■ **Selected passage**:
>>>

In Tokyo, the professor and his wife (since 1922 he had been married to Kaoru Maeda, widow of his longtime assistant) lived in the embassy building. As not only secretary-translator at the embassy but also a member of the VOKS, the workers' and peasants' union organization for cultural ties abroad, he was drawn into propaganda work that was closely monitored by the Japanese police. For instance, during a public lecture on Russia organized by the Japan-Russia Literary and Artistic Society and held at the Tokyo YMCA on 8 October 1925, Spalvin announced that he intended to speak about the education system in Russia. The police cut the lecture short. The pretext for accusations of propaganda was his remark that communism was the ideology of contemporary Russia. The Soviet plenipotentiary lodged a protest with Japan's Ministry of Foreign Affairs, stating that "the address in no way touched on Japan's internal politics and was purely an objective statement of fact."

In 1925, there were plans to hold an introductory exhibition on the Soviet Union at the embassy, and Spalvin was placed in charge of organizing it. It finally took place from 23 to 26 August 1926. According to surveillance data from the Metropolitan Police Board, 1,036 people visited the exhibition over the three days, with Spalvin seeing off visitors and providing commentary. In 1927 Spalvin, through VOKS, organized an exhibition of the newest Russian art, comprising 403 works in oil, watercolour, and graphic media. On 8 June 1928 he signed, on behalf of the Soviet Union, the contract for a Moscow tour by Ichikawa Sadanji's Kabuki troupe.

At the embassy Spalvin founded a Circle of japanologists, made up of young diplomats who were former graduates of the Far Eastern State University. One of its members was the university graduate Andrei Leifert, who later illustrated one of Spalvin's books. From 1928 the papers presented to the circle were printed by the embassy in special Russian-language editions. On 27 October 1930, Tokyo marked, with a formal celebration, the 35th anniversary of Spalvin's career in Oriental studies; 111 people attended the banquet, including the new plenipotentiary, Alexander Troyanovsky. On 1 November 1930, Vladivostok marked, in absentia, the thirtieth anniversary of Spalvin's scholarly career, and a number of pieces about him appeared in the newspaper Krasnoye Znamya.

According to Wakio Fujimoto, the chief reason for Spalvin's transfer from Japan to China was a conflict with the leadership of VOKS. The organization's chairwoman, Olga Kameneva, had already informed Plenipotentiary Troyanovsky in February 1928 that she had entirely lost touch with Spalvin and had received no proposals for work from him: "his silence is sufficient proof of his negligence." In September 1928 the plenipotentiary defended Spalvin vigorously, reporting that he might move to another post that same year, and that the only possible replacement would be Nikolai Konrad, who had no intention of leaving Leningrad. "…Most of the people of interest to VOKS speak only Japanese, and a great many of the facts, data, and references VOKS needs for its work can likewise only be obtained in Japanese. Finally, specialized information on Japanese culture, science, art, and so on is needed. …You, for instance, continue to think poorly of Spalvin's work, but I believe that without Spalvin things will go badly under Japanese conditions." The invitation to work for the Chinese Eastern Railway was arranged through Troyanovsky's efforts, but although it had already been received in the summer of 1930, his actual departure was delayed by more than a year. Spalvin's farewell from Japan the following year was described in the newspaper Yomiuri Shimbun of 23 October 1931, and he left Tokyo on 9 November.

<<<

■ **Assignment**: Write the next part of the passage on Spalvin's years at the Soviet embassy in Tokyo, starting after its final sentence. You won't need the records.

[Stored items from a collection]
>>>

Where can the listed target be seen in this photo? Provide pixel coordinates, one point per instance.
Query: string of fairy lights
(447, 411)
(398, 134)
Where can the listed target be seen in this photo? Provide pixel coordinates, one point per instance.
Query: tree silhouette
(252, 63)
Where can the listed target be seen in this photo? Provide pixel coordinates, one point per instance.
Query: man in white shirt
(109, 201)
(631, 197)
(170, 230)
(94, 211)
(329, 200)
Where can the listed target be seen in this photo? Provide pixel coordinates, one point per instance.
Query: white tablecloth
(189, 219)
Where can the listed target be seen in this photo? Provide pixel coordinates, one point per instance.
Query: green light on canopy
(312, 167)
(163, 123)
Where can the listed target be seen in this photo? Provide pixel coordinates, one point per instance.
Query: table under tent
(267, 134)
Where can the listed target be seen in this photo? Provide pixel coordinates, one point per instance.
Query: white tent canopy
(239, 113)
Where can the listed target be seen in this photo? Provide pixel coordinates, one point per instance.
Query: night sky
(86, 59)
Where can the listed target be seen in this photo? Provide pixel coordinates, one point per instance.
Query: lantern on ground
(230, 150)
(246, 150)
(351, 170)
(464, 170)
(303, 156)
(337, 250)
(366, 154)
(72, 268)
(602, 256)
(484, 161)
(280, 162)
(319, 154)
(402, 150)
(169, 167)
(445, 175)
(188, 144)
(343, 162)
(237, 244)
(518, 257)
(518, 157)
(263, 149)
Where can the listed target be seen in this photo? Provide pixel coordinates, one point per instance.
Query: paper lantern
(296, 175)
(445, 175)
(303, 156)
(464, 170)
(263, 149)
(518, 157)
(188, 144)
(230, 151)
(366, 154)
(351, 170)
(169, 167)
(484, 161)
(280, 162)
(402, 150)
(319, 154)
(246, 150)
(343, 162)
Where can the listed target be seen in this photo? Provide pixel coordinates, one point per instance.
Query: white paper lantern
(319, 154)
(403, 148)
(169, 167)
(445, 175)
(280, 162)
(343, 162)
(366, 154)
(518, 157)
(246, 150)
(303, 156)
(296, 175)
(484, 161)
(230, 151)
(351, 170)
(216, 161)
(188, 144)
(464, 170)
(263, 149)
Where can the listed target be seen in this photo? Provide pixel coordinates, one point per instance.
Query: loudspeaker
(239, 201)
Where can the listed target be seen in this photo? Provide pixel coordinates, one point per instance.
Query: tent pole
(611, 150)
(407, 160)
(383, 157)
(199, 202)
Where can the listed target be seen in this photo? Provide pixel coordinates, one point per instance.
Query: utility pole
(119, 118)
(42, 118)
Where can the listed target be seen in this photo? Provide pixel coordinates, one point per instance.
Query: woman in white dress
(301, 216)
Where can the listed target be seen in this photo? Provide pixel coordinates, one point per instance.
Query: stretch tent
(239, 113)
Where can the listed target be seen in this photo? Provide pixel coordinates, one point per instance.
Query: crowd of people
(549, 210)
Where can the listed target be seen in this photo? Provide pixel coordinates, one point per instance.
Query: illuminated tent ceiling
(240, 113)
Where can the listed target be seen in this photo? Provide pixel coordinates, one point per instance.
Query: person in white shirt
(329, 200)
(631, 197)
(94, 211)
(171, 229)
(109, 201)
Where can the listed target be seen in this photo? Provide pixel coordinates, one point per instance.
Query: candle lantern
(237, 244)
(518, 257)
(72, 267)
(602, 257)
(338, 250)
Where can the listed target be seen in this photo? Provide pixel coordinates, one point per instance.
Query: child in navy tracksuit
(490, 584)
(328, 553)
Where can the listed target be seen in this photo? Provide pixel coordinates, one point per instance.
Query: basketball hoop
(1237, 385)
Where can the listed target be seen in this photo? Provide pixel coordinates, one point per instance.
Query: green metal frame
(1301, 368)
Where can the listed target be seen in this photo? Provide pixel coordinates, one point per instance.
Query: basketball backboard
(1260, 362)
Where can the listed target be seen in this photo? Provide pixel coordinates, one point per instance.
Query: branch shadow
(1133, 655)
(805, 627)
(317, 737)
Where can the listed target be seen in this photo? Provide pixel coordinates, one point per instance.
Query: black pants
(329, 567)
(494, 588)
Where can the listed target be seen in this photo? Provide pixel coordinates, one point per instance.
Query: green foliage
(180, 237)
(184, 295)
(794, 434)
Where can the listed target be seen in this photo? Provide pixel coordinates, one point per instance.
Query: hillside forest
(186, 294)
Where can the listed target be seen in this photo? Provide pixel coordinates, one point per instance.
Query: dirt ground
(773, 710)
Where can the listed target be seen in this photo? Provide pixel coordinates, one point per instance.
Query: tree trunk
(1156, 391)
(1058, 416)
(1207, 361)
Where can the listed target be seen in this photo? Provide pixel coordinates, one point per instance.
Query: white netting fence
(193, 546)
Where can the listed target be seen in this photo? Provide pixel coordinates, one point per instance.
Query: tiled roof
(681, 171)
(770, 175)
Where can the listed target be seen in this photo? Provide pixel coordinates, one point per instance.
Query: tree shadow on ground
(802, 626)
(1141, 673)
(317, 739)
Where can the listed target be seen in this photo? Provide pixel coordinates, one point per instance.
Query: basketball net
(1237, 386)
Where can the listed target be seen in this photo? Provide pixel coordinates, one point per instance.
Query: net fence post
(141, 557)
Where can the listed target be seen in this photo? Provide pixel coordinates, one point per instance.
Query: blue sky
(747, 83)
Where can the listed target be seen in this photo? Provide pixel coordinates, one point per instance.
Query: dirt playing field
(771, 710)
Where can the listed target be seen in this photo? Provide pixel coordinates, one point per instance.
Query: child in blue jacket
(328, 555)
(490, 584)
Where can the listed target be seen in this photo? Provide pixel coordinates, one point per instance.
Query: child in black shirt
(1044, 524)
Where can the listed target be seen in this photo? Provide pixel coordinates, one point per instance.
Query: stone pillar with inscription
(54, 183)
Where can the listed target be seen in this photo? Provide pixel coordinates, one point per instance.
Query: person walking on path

<<<

■ **Exercise result**:
=== China (1931–1932) ===
In the summer of 1930, Plenipotentiary Alexander Troyanovsky received a request from the board of the Chinese Eastern Railway for Spalvin to be transferred to China. According to A. Posadskov, the proposal to transfer the japanologist was linked to the active Japanese military and political encroachment into the region. The railway's board guaranteed him an apartment and covered the cost of relocating and transporting the scholar's library and collections. However, negotiations dragged on, and it was only on 7 October 1931 that Spalvin and his wife were posted to the Chinese Eastern Railway's service — almost simultaneously with the Japanese invasion of Manchuria. The scholar's actual relocation was delayed: after leaving Japan in November 1931, he visited Vladivostok, where he met his longtime acquaintance Berta Buscher-Tarulis, to whom he gave the furniture and household items that remained there, and collected the portion of his library still in his homeland to transport it to Harbin.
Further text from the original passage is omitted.